先日開催された「キナリ読書フェス」にて、課題図書『さくら』(西加奈子さん著)の好書好日賞をいただきました。夢か…?

作家の岸田奈美さん主催のフェス。11月の二日間を使って、課題図書を読み、自由に感想文を書き、ハッシュタグをつけて投稿しました。

とても楽しい企画でした。色んな方のnoteものぞき、感想を拝読しました。想いのこもった文章を心に留めるのが、三度の飯よりも好きです。

私は、課題図書の一冊『さくら』に対して異常なまでの愛情を持っていたので、思いの丈をぶちかましました。この本の良さを、少しでも形にしてみたかったのです。(したがって文章構成もぐっちゃぐちゃの極みです)

それから一カ月経った先日。年の暮れ。携帯を開いたら「岸田奈美さんがあなたのnoteを話題にしています」とメールが届きました。朝日新聞 野波健祐さんの選考による、好書好日賞をいただいたようでした。(ほっぺつねる)

________________________

取り組む課題
本文抜粋によると、好書好日賞の選考をしたのは誰か答えてください。 資料は本文抜粋とは別の出典から取られている。

提供資料
________________________

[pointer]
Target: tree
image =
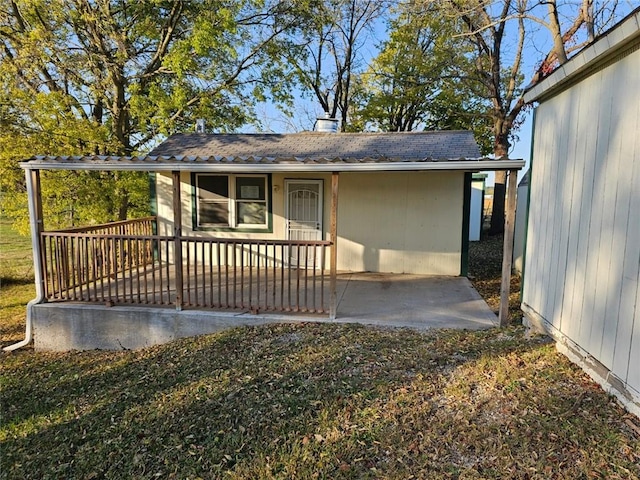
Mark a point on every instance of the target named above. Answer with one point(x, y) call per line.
point(413, 83)
point(114, 76)
point(498, 31)
point(328, 55)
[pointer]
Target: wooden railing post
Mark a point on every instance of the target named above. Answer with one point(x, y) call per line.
point(177, 234)
point(37, 227)
point(509, 228)
point(333, 267)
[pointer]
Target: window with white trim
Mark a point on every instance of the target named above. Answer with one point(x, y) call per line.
point(232, 201)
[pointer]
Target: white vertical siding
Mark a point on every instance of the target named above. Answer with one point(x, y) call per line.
point(583, 241)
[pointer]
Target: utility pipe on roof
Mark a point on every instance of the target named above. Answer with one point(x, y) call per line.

________________________

課題の解答
朝日新聞の野波健祐さん。